The drug metformin is among the most widely prescribed drugs for the treatment of type 2 diabetes and results in an array of therapeutic benefits. Although it has been used for over 30 years, only recently have studies begun to reveal the molecular events responsible for its therapeutic effects. Notably, these studies have shown that metformin acts by phosphorylating the enzyme AMPK, the cellular "energy-sensor", leading to a variety of cellular responses important in diabetic therapy.
A set of mouse and human studies led by Kathleen Giacomini from the University of California, San Francisco and reported in the May 1st issue of the Journal of Clinical Investigation, show that mice lacking organic cation transporter 1 (OCT1) have reduced effects of metformin on AMPK phosphorylation and a decreased ability to control glucose levels. The authors also identified seven mutations in OCT1 in humans that reduce metformin uptake. These studies indicate that OCT1 is important in mediating the therapeutic effects of metformin and that genetic variation in OCT1 in diabetics may contribute to the varied patient responses to this drug.

------------------------------

■ **Exercises to complete**
1. Condense the paragraph of the metformin passage beginning "A set of mouse and human studies" into a short bulleted list that keeps its main facts.
2. Write the next paragraph of the metformin passage, following on from its final sentence.

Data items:
------------------------------

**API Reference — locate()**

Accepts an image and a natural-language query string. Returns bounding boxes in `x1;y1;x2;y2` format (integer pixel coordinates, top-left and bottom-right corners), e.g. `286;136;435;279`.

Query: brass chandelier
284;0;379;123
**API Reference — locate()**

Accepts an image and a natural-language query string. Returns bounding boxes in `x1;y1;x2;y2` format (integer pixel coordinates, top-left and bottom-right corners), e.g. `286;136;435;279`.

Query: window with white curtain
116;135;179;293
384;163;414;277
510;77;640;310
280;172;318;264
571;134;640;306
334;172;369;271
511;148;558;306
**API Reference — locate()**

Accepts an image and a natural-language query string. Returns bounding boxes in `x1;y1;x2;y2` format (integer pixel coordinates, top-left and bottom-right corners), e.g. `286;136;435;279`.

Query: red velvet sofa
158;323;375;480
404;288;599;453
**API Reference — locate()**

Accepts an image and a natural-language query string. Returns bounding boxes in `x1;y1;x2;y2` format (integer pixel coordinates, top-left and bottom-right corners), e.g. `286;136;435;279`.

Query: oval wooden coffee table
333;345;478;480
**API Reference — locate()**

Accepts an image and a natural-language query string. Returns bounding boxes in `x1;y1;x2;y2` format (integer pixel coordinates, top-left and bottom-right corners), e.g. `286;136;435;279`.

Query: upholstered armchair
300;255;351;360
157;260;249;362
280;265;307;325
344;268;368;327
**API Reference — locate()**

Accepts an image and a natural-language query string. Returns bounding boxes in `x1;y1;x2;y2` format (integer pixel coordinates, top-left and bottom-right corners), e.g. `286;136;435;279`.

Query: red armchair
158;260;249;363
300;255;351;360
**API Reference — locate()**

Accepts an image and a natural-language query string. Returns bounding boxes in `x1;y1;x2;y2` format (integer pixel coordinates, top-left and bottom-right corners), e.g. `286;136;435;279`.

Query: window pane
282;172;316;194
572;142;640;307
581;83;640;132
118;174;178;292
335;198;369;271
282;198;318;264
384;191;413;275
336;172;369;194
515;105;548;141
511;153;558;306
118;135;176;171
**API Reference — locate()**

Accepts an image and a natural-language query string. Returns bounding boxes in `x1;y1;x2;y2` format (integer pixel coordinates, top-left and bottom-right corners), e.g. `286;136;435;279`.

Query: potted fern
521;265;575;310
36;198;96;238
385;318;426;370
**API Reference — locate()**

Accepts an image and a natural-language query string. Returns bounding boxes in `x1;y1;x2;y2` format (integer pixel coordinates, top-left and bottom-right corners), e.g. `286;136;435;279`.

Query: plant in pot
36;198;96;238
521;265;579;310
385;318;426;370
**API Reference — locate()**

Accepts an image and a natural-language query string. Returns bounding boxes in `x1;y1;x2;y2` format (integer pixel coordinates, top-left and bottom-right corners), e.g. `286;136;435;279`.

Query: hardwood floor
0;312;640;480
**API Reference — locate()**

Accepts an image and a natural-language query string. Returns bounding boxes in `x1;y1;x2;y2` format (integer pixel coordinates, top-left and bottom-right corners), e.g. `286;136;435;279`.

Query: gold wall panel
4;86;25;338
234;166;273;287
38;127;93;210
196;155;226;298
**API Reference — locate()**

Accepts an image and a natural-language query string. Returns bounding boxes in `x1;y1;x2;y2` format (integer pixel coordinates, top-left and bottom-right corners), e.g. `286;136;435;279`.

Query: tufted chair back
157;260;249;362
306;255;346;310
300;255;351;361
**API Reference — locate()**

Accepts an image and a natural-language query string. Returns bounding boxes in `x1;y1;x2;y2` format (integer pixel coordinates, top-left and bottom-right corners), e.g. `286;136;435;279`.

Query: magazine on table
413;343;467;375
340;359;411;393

------------------------------

■ **Results for each task**
1.
- Mouse and human studies were led by Kathleen Giacomini of the University of California, San Francisco, and reported in the May 1st issue of the Journal of Clinical Investigation.
- Mice lacking organic cation transporter 1 (OCT1) showed reduced effects of metformin on AMPK phosphorylation and a decreased ability to control glucose levels.
- The authors identified seven mutations in human OCT1 that reduce metformin uptake.
- The findings indicate that OCT1 is important in mediating metformin's therapeutic effects.
- Genetic variation in OCT1 among diabetics may contribute to varied patient responses to the drug.

2.
In an accompanying commentary, Marc Reitman and Eric Schadt from Merck and Rosetta Inpharmatics, respectively, discuss how the identification of individuals that possess specific mutations in certain genes, which are known to affect the action of a particular drug, may eventually help clinicians devise personalized treatment regimes that ensure administration of the right drug for the right person at the right time. They conclude that "tailoring therapeutic choices to the individual should allow lower and better-tolerated doses of drugs that are simultaneously safer and more efficacious. One could eliminate trial-and-error periods of switching among the nine classes of diabetes drugs."